» Problem to work on
Search the material for the word "Target" and copy each line that holds it.

» Working data
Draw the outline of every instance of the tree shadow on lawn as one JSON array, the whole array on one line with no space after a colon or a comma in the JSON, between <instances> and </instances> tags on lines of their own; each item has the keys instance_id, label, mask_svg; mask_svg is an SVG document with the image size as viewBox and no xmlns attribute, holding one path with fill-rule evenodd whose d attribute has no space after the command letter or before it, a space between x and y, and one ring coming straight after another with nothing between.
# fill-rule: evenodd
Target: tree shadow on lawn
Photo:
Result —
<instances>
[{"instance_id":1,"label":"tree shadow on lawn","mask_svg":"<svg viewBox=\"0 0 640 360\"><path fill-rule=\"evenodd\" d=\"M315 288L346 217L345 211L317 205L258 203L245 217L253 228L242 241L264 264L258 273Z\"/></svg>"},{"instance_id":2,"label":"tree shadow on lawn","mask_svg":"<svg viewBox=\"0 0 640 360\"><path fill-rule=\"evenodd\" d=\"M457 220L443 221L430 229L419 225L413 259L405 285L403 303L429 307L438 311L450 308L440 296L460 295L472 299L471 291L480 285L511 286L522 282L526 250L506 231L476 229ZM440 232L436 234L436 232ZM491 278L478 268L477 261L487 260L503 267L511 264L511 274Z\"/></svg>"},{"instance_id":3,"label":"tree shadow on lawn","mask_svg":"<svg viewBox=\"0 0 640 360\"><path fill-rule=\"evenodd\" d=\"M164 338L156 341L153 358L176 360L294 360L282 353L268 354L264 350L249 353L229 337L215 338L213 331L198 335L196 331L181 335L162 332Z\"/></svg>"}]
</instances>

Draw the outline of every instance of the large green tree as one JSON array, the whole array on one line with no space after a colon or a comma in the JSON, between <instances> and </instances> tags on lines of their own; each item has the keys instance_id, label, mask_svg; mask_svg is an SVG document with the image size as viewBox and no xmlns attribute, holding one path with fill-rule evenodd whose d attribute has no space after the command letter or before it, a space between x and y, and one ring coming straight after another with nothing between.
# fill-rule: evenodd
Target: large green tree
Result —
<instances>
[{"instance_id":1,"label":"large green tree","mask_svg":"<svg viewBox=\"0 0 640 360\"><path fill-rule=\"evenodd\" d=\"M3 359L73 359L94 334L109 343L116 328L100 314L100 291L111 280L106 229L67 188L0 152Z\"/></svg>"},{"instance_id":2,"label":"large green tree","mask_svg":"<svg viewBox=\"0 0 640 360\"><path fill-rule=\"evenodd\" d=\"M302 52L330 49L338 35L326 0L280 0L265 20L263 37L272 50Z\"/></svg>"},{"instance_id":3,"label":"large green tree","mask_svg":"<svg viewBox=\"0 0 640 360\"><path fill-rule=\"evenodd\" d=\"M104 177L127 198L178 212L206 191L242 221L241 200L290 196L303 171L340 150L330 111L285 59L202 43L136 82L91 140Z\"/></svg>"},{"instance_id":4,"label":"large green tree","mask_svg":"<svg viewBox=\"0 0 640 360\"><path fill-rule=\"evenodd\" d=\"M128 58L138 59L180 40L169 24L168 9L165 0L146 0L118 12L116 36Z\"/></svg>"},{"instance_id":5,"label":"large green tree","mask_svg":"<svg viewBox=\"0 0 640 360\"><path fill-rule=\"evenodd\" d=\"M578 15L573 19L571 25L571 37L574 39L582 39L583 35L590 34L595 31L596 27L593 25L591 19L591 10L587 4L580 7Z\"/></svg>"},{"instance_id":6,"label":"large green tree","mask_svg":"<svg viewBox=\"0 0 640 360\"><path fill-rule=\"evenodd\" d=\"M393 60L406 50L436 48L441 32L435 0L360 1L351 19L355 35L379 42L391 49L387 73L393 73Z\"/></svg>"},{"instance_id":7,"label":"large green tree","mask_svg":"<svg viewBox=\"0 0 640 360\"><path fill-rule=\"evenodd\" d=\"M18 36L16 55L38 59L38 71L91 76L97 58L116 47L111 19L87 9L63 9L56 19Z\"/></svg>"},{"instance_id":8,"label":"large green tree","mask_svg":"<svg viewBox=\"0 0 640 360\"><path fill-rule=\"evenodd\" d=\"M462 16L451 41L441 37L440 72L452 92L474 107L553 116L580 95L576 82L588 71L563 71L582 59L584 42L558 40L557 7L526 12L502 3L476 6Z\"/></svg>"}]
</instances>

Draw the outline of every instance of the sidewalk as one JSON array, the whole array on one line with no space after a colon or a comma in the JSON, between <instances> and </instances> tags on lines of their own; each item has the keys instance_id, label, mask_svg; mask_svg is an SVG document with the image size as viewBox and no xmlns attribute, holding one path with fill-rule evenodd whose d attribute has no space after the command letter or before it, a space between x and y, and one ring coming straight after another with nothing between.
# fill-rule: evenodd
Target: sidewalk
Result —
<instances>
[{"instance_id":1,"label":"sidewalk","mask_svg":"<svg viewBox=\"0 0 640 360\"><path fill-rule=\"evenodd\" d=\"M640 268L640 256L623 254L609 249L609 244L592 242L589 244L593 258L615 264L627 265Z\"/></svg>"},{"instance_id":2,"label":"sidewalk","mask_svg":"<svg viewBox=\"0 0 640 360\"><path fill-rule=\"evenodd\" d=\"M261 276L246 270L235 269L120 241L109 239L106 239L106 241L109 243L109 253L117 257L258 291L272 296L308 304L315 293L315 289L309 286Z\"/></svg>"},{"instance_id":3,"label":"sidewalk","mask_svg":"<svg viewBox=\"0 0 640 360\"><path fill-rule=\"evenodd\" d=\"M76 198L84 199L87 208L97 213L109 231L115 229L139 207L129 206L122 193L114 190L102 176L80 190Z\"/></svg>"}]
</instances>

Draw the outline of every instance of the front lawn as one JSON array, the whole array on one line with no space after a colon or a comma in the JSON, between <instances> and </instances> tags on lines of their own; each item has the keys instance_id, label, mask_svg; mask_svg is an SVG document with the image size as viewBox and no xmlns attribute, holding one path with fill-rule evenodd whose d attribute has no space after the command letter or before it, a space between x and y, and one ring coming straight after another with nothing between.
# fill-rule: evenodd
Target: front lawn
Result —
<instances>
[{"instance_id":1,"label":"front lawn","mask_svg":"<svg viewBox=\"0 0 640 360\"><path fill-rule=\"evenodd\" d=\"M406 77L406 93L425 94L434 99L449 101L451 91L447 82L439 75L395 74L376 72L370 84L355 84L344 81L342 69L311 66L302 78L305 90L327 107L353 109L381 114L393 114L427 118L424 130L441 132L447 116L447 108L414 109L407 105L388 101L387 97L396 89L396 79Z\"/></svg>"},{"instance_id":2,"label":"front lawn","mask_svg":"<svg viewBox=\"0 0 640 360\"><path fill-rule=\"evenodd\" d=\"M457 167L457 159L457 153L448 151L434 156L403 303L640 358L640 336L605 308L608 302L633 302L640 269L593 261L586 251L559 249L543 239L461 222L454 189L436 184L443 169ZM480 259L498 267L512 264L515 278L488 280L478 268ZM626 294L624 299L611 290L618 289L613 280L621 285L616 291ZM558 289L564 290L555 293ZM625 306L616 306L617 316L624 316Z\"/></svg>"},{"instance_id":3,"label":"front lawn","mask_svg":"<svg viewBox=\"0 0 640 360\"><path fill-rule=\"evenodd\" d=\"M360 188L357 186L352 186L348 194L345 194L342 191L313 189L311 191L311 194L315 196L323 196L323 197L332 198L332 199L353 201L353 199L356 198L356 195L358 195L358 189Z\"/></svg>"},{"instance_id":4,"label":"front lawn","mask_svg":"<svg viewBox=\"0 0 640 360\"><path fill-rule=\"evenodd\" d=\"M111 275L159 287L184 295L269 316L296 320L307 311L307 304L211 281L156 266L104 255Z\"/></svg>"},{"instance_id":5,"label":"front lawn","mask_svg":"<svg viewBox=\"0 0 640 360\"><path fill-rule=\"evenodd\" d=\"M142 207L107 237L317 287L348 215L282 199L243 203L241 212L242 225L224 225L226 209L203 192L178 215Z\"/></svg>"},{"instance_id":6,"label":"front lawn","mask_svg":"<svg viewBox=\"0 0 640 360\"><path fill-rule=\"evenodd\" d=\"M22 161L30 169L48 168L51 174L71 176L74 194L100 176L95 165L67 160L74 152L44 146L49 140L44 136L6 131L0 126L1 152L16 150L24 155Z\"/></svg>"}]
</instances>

» Exercise output
Target: tree shadow on lawn
Target: large green tree
Target: sidewalk
Target: front lawn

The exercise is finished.